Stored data
--------

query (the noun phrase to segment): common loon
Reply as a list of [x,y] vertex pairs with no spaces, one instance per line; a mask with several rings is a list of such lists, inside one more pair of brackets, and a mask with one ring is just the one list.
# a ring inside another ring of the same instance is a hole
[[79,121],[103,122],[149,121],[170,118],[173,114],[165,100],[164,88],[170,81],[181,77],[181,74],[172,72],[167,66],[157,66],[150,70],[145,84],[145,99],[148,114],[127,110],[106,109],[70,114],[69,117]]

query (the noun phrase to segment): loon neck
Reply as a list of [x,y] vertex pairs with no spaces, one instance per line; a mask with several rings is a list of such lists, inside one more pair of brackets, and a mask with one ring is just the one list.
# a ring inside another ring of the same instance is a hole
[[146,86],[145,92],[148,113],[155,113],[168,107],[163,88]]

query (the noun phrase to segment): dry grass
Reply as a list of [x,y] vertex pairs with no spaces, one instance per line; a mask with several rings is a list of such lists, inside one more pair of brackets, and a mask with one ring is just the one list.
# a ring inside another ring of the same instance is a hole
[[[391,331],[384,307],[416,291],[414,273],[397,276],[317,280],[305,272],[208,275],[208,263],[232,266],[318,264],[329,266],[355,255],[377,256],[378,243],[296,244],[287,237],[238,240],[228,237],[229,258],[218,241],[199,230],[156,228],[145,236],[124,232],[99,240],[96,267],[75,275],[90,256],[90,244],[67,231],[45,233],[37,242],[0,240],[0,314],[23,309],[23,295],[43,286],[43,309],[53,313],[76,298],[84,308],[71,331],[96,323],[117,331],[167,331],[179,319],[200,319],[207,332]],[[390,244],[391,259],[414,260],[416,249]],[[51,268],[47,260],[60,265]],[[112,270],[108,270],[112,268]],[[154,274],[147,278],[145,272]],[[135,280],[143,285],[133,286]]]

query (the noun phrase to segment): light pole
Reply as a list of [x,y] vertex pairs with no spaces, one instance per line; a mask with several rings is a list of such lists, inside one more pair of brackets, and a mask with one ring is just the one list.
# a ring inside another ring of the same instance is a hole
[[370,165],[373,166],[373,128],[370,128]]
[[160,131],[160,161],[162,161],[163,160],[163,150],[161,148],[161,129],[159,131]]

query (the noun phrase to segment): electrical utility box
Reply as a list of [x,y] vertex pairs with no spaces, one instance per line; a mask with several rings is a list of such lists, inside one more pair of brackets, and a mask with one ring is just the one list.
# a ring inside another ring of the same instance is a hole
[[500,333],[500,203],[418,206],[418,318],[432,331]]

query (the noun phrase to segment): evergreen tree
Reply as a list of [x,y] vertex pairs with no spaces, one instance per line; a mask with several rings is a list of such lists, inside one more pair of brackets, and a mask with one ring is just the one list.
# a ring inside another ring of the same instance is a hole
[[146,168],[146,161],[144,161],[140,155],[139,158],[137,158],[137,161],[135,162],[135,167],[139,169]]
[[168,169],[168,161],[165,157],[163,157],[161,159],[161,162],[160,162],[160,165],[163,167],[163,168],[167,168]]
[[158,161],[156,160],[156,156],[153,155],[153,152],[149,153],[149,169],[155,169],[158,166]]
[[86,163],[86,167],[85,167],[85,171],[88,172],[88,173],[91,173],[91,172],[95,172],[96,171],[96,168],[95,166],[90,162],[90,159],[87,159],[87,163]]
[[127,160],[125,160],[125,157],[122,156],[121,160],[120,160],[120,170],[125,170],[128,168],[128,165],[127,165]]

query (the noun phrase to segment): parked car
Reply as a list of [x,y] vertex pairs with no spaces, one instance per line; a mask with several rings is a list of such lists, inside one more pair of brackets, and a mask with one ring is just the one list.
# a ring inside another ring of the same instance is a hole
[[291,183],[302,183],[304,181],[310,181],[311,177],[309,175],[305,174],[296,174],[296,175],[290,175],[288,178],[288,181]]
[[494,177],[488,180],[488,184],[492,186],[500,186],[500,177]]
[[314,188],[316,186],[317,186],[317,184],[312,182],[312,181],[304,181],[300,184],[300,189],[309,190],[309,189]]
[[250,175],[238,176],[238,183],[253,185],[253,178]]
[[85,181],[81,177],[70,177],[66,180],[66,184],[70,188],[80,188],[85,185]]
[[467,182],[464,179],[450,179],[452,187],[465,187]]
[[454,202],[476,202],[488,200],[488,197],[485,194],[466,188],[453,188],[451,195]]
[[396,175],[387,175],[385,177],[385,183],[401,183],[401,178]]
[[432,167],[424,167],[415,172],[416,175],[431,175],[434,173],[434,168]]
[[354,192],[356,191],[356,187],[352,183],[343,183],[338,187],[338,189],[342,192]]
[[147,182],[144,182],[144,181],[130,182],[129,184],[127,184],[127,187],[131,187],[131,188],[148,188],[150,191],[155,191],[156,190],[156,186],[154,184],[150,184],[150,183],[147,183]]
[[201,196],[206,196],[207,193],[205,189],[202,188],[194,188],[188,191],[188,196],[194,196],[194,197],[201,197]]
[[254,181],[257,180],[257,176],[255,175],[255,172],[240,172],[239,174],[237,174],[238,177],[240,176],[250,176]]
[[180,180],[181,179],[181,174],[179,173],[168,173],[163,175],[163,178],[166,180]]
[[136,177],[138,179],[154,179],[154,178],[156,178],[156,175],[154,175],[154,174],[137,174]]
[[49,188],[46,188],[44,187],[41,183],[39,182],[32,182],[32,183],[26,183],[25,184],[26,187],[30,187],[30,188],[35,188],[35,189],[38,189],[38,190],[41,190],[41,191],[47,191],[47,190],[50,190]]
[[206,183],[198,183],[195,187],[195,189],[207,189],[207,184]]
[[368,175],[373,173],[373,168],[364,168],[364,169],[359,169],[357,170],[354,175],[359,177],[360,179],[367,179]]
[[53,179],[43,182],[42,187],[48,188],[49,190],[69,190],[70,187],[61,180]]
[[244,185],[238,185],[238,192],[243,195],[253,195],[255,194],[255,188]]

--------

**Task goal:**
What lines of the data include the word "query"? Copy each of them.

**Response:**
query (the noun phrase to segment): common loon
query (the noun phrase to segment): loon neck
query (the noun phrase to segment): dry grass
query (the noun phrase to segment): light pole
query (the noun phrase to segment): electrical utility box
query (the noun phrase to segment): evergreen tree
query (the noun phrase to segment): parked car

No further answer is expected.